* PROBLEM REQUIREMENTS
Please swap "Identify" for "Locate" everywhere in the records below and write the lines out again with nothing else changed, omitting the pictures.

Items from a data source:
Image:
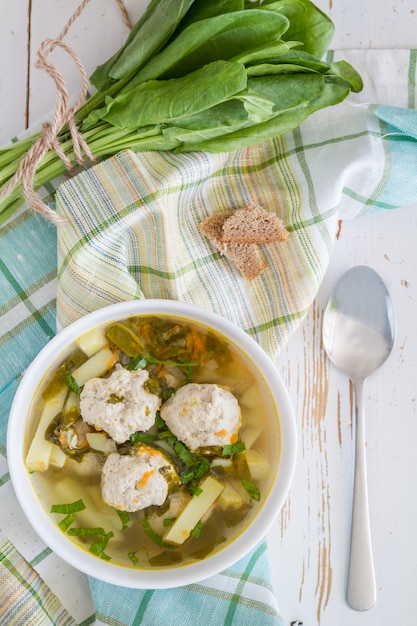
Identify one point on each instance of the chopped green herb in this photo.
(73, 507)
(124, 518)
(72, 383)
(252, 490)
(168, 521)
(141, 438)
(132, 556)
(233, 448)
(154, 535)
(100, 544)
(137, 363)
(196, 531)
(67, 521)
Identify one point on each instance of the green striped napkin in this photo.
(132, 233)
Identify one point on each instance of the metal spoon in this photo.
(358, 336)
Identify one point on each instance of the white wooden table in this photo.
(309, 542)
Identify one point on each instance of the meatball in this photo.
(202, 415)
(132, 483)
(120, 405)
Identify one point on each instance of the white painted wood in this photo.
(13, 67)
(309, 542)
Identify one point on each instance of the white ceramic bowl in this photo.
(280, 477)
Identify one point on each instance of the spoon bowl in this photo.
(358, 336)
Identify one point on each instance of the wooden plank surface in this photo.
(309, 542)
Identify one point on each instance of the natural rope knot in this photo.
(49, 139)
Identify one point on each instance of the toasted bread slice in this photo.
(246, 257)
(253, 224)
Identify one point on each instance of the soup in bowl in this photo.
(151, 444)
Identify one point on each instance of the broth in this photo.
(136, 539)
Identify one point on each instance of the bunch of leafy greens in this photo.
(202, 76)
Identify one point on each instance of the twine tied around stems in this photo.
(63, 116)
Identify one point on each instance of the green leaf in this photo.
(308, 24)
(218, 38)
(148, 36)
(156, 102)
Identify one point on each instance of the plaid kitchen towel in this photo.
(353, 159)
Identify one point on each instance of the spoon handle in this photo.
(361, 589)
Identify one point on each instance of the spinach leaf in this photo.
(151, 33)
(220, 37)
(163, 101)
(308, 24)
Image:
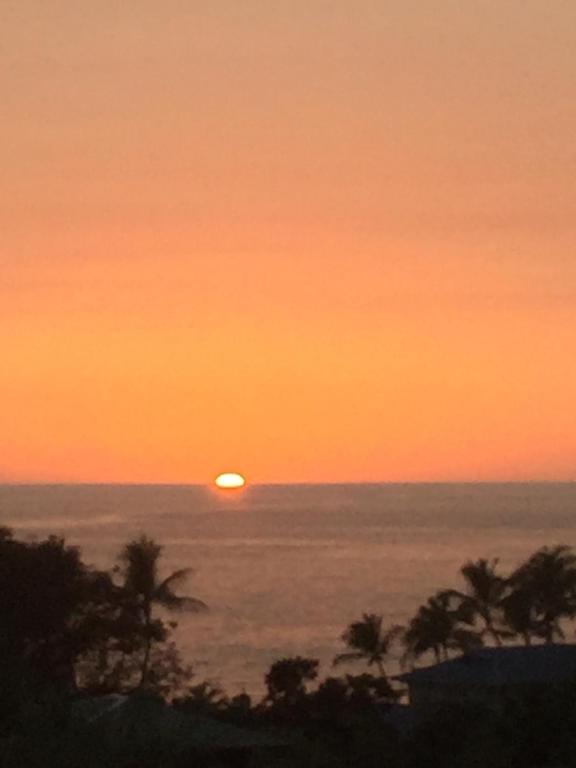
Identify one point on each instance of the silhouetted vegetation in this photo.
(89, 670)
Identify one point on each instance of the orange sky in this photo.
(301, 239)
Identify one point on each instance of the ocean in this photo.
(285, 568)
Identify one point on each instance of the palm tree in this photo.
(519, 616)
(437, 627)
(368, 641)
(144, 589)
(545, 585)
(485, 590)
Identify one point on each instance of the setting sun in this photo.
(230, 481)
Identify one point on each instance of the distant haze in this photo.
(309, 240)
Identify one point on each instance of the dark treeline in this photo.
(70, 632)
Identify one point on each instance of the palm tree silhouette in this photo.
(140, 559)
(544, 589)
(368, 641)
(485, 590)
(437, 627)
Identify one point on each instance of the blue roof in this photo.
(501, 666)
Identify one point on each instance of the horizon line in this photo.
(143, 484)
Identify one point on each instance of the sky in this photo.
(306, 240)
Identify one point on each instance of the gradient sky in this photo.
(301, 239)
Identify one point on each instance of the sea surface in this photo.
(285, 568)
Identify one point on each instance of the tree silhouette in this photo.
(286, 680)
(543, 593)
(482, 598)
(368, 641)
(142, 584)
(437, 627)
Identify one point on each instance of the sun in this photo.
(229, 481)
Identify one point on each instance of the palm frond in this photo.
(175, 580)
(342, 658)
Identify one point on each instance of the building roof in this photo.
(515, 665)
(140, 719)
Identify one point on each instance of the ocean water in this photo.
(284, 568)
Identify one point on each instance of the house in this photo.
(488, 677)
(118, 726)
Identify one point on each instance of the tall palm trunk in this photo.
(147, 646)
(493, 633)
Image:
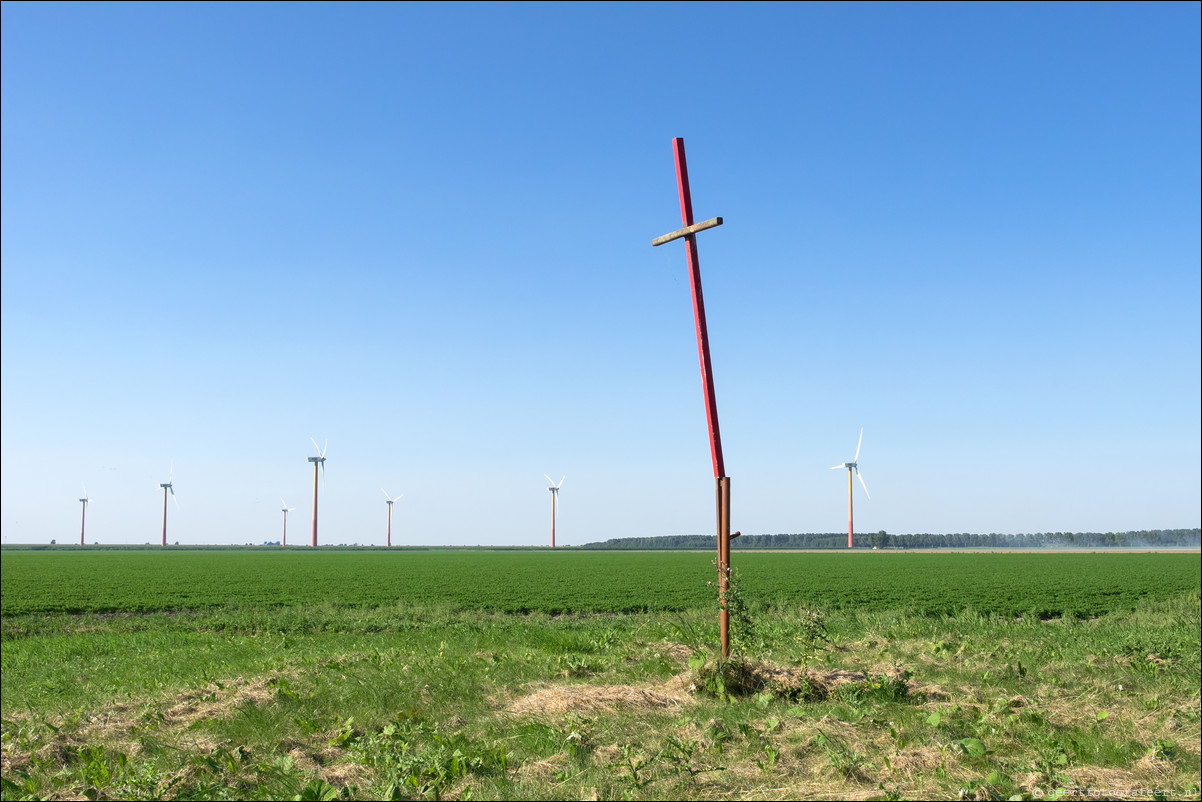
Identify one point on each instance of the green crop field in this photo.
(535, 675)
(559, 582)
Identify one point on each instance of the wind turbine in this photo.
(167, 486)
(391, 502)
(320, 459)
(852, 467)
(83, 518)
(554, 504)
(286, 510)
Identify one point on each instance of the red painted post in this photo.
(721, 482)
(698, 310)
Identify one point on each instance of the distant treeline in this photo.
(1144, 539)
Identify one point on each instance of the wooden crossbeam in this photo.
(688, 230)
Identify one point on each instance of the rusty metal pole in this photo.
(723, 486)
(724, 562)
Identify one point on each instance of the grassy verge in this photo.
(404, 702)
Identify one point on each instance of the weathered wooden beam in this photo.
(688, 230)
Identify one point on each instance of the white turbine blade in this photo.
(862, 483)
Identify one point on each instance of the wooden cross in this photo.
(721, 481)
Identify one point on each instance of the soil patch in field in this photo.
(600, 699)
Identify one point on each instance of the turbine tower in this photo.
(852, 467)
(167, 486)
(286, 510)
(391, 502)
(554, 504)
(320, 459)
(83, 518)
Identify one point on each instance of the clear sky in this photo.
(422, 232)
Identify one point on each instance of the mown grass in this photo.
(326, 701)
(1045, 584)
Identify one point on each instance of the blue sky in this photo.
(422, 232)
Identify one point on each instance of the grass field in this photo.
(534, 675)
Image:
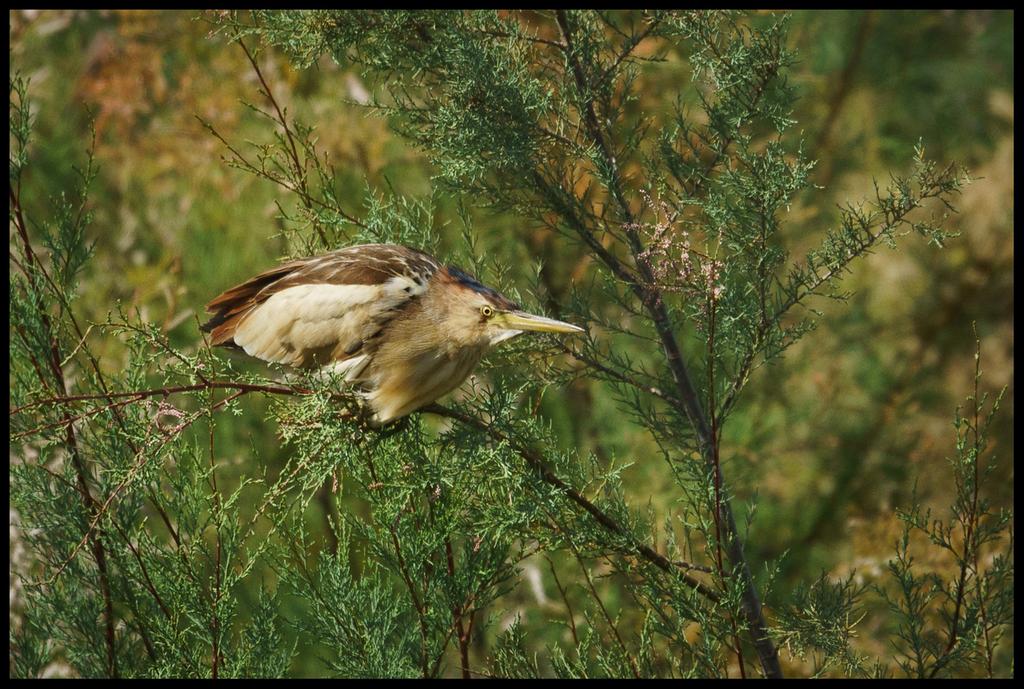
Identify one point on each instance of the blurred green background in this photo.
(832, 439)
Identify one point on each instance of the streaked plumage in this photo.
(394, 321)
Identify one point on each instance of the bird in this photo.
(402, 328)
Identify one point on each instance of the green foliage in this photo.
(164, 537)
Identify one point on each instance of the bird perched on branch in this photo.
(394, 321)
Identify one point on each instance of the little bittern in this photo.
(401, 327)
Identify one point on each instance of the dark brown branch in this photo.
(686, 392)
(537, 462)
(98, 552)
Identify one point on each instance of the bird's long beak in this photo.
(527, 321)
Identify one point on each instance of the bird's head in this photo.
(479, 315)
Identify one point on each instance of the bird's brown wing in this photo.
(323, 309)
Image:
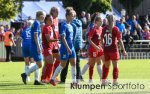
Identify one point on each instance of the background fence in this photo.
(140, 49)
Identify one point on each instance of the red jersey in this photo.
(56, 29)
(111, 39)
(47, 29)
(95, 34)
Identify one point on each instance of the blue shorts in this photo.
(37, 57)
(64, 55)
(26, 50)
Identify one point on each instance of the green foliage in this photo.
(9, 8)
(11, 83)
(78, 5)
(89, 5)
(130, 5)
(101, 6)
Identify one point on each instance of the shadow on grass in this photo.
(21, 86)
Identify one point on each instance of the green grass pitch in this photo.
(11, 83)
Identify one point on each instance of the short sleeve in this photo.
(102, 34)
(118, 33)
(63, 30)
(36, 26)
(46, 30)
(91, 33)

* THE RESULT
Image:
Locate one point on each instance of the chopped green herb in this photo.
(73, 507)
(124, 518)
(72, 383)
(252, 490)
(168, 521)
(141, 438)
(132, 556)
(233, 448)
(154, 535)
(100, 544)
(137, 363)
(196, 531)
(67, 521)
Locate one point on each instance of the green striped napkin in this photo.
(132, 233)
Locate one point on each instance of the metal spoon in this photo.
(358, 336)
Locate one point on each instance of the white wooden table in this photo.
(309, 542)
Locate one point on each instance of the meatball in this photo.
(202, 415)
(132, 483)
(120, 405)
Locate one point on each instance of the white painted wood in this photo.
(13, 67)
(309, 542)
Locate one point on each instance of the white ceramic bowl in this photo.
(280, 477)
Locate one point on each instance of the spoon bowl in this photo.
(358, 336)
Locate one point on each instance of the wooden plank surface in this photo.
(309, 542)
Locate one point on each instance of the natural rope knot in this photo.
(49, 139)
Locate one point on each instance of the toasted bread slice in this photo.
(246, 257)
(253, 224)
Locate one point on each instance of the soup in bowl in this photo.
(151, 444)
Locate one point on each instance of the broth in this photo.
(136, 539)
Locate one point on each instance of the bunch of leafy greens in this photo.
(202, 76)
Locate one point on each instance of the twine tied around stems in this photo.
(63, 116)
Locate one point on each instance of the green leaf in this photo.
(308, 24)
(218, 38)
(148, 36)
(156, 102)
Locate one point on each instance of the plaid kitchen towel in this photo.
(353, 159)
Locate one point on each instance of the spoon handle in this photo.
(361, 589)
Locate one point on each instance of the spinach leaf in this photo.
(151, 33)
(220, 37)
(163, 101)
(308, 24)
Image:
Locate one point on each instance of the silhouetted vegetation in this photo.
(89, 670)
Locate one point on each instance of the orange sky in this photo.
(301, 239)
Locate one point on each instance of the ocean in this photo.
(285, 568)
Locate one point on each instance of the palm tree in this photo.
(519, 616)
(437, 627)
(368, 641)
(144, 589)
(545, 585)
(485, 590)
Locate one point on each instance of the setting sun in this photo.
(230, 481)
Locate one point on each instance of the distant haze in this photo.
(309, 240)
Locate one point on each instance of the dark treeline in this photo.
(70, 632)
Locate one point on each instance of the palm tree silhouette in this photo.
(140, 559)
(544, 589)
(368, 641)
(485, 590)
(437, 627)
Locate one point on each instance of the blue roof in this photo.
(501, 666)
Locate one point on each instance of the horizon line in this photo.
(143, 484)
Locate one point on each instance of the sky in this photo.
(306, 240)
Locate one point on each instance of the gradient sky in this photo.
(301, 239)
Locate one point on each instance of the sea surface in this photo.
(285, 568)
Locate one point on each instance of the tree silhouette in this photo.
(286, 680)
(543, 593)
(482, 598)
(368, 641)
(142, 584)
(437, 627)
Locate one point on each instance of the sun in this photo.
(229, 481)
Locate one point on each instance of the palm frond in this photo.
(175, 580)
(342, 658)
Locate one point on each instance of the building roof in this photo.
(515, 665)
(140, 719)
Locate one point on each instance of the ocean water in this photo.
(284, 568)
Locate one point on each instance of the house in this photo.
(488, 677)
(118, 726)
Locate one point on each instance of the tall palm trunk in this photo.
(147, 646)
(493, 633)
Image:
Locate one point on each instance of the green crop field in this photo.
(535, 675)
(559, 582)
Locate one point on each instance of the wind turbine in this photo.
(167, 486)
(391, 502)
(320, 459)
(852, 467)
(83, 518)
(554, 504)
(286, 510)
Locate one point on each instance of the red painted post in this photo.
(721, 482)
(698, 310)
Locate one point on each instance of the distant treeline in this photo.
(1144, 539)
Locate one point on each instance of the wooden crossbeam in this photo.
(688, 230)
Locate one point on each instance of the rusty metal pole in this photo.
(723, 486)
(724, 562)
Locate one point on each instance of the grassy verge in this photo.
(404, 702)
Locate one point on each instance of the weathered wooden beam in this photo.
(688, 230)
Locate one point on each instance of the white turbine blade in this photo.
(862, 483)
Locate one point on each instance of the wooden cross in this photo.
(721, 481)
Locate one point on each instance of the soil patch in field in this photo.
(600, 699)
Locate one point on each instance of the turbine tower in this photo.
(852, 467)
(167, 486)
(286, 510)
(391, 502)
(554, 504)
(320, 459)
(83, 518)
Locate one point on each instance of the clear sky in this photo.
(422, 232)
Locate one point on each instance of the mown grass in this photo.
(326, 701)
(1045, 584)
Locate one point on each instance of the blue sky in this photo.
(422, 232)
Locate one point on each instance of the grass field in this photo.
(534, 675)
Image:
Locate one point on each instance of the blurred green background in this photo.
(832, 439)
Locate one point on each instance of the streaked plumage in this photo.
(394, 321)
Locate one point on each instance of the bird in this photo.
(402, 328)
Locate one point on each instance of the green foliage in this photo.
(164, 537)
Locate one point on each instance of the bird perched on branch in this photo.
(394, 321)
Locate one point on each instance of the little bittern in this photo.
(401, 327)
Locate one point on each instance of the dark brown branch in this photo.
(686, 392)
(537, 462)
(98, 552)
Locate one point on each instance of the bird's long beak in this photo.
(527, 321)
Locate one point on each instance of the bird's head in this photo.
(479, 315)
Locate one point on each instance of the bird's brown wing in this photo.
(323, 309)
Image:
Locate one point on each instance of the background fence in this photo.
(140, 49)
Locate one point on each instance of the red jersey in this photo.
(56, 29)
(111, 39)
(47, 29)
(95, 34)
Locate one point on each instance of the blue shorts in this photo.
(37, 57)
(64, 55)
(26, 50)
Locate one point on each instance of the green foliage in this photo.
(9, 8)
(11, 83)
(78, 5)
(89, 5)
(130, 5)
(101, 6)
Locate one point on each instance of the shadow on grass in this photo.
(21, 86)
Locate one point on each instance of the green grass pitch in this photo.
(11, 83)
Locate one point on each instance of the short sleeve in this photo.
(102, 34)
(118, 33)
(63, 30)
(36, 26)
(46, 30)
(91, 33)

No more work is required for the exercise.